- PROBLEMS AND TASKS
1) Decide whether each statement agrees with the forum thread below: (a) the council office said the first appointment would be with a lawyer; (b) Mutis's mother agreed to the plan of living at the grandmother's; (c) Heather says permission is needed from the whole family to live with the grandmother. Give yes or no for each, with the deciding words of the thread quoted exactly.
2) Quote the forum thread below from "I get that culturally, this" down to "towards that autonomy.".

Re: My brother has thrown a knife at me today

Posted: Mon Jul 27, 2015 3:29 pm
by Mutis
Hi, sorry for the silence during all these days. I got a grant to travel abroad months ago and so I'm in another country for the moment, but I'll be returning home in 3 weeks and I don't want to go back to the same situation of before, so I'll try looking for a place I can move out to. I asked my parents about living away at my grandma's after returning, and even though my mother agreed, my dad is against it. My brother is also against it, and while he doesn't have the final word on it, he can sometimes convince my parents to make things go his way.

During the days before going away I just went to have lunch or dinner later than usual so I wouldn't met my brother or not pay attention to him if he was in the room. He was very insistent on the first days, making jokes and touching me even if he knows that I'm not touchy feely (and I definitely wasn't in the mood for jokes). He does that a lot after something like that happens. Later he started going to the gym, so he was away a lot of the time. I haven't fought or argued with my brother since the incident but I did had a strong argument with my dad over a stupid thing after he lashed at me the day before traveling abroad.

I went to a council office that helps people living in violent situations before going away. They've told me that they would set up an appointment on September with a therapist who would assess my case, and then, if it was accepted, they'd set me an appointment with a lawyer and a social worker too. I feel unsure about it, and also I feel like I'll be betraying my family if I do that.

Re: My brother has thrown a knife at me today

Posted: Mon Jul 27, 2015 3:41 pm
by Heather
I understand how, especially in abuse-enabling families, taking care of yourself can feel disloyal. But that's not because it is: helping yourself and taking a stand to not enable abuse or stay unsafe helps everyone, rather than being a betrayal. What gets people feeling like it's a betrayal is having learned abusive and abuse-enabling patterns that say it is, because those patterns aren't about love, health or safety, but about dysfunction. And in dysfunction, black is white, up is down: what's actually for real is misrepresented as a rule.

I am very glad to hear you took that step for your own care and safety, and also to do the brave -- and most loving of all, IMO -- thing you can for your family, which is to be at least one person who makes clear that enabling harm and abuse isn't okay and isn't in anyone's best interest. When there are patterns of abuse and dysfunction in families, the only chance they have stopping and not continuing generation after generation is if at least one person in them does what they can to stop those patterns and cycles, which often is as (relatively) simple as refusing to be victimized or harmed by them anymore. Your self-care and safety alone matters hugely, but if you're feeling guilty, it may help to keep that pattern-breaking, and how big a deal, in the best ways, it can be for everyone in families, in mind.

That probably felt very uncertain and scary, so I commend you on your care of yourself and your courage in that. I'm also very glad you were able to get a nice long space away.

I also think living somewhere else is a great move. If your brother and father (who my sense is are both abusive in some ways, so one would expect they wouldn't be supportive of your safety, as they haven't been so far) don't support you in it, do you think they will come drag you away? If not, then what just may happen here is that they are unsupportive, but that doesn't change that you still get to live here. I'd suggest you remember that you don't need anyone's permission but your grandmother's to live with her, and also suggest you not try and seek it out. You don't need it, and chances are you aren't going to get much of it, especially from the people being abusive in any way or anyone enabling or trying to deny abuse.

I get that culturally, this can be a bit tricky, but ultimately, you're an adult, able to choose yourself where you live without your family's permission, and I'd suggest you try and move more towards that autonomy.

[Stored data]
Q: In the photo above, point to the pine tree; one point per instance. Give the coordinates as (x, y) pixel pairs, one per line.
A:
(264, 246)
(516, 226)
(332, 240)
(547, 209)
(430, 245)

- PROBLEM SOLUTIONS
1)
(a) No: "they would set up an appointment on September with a therapist who would assess my case"
(b) Yes: "even though my mother agreed"
(c) No: "you don't need anyone's permission but your grandmother's to live with her"

2)
I get that culturally, this can be a bit tricky, but ultimately, you're an adult, able to choose yourself where you live without your family's permission, and I'd suggest you try and move more towards that autonomy.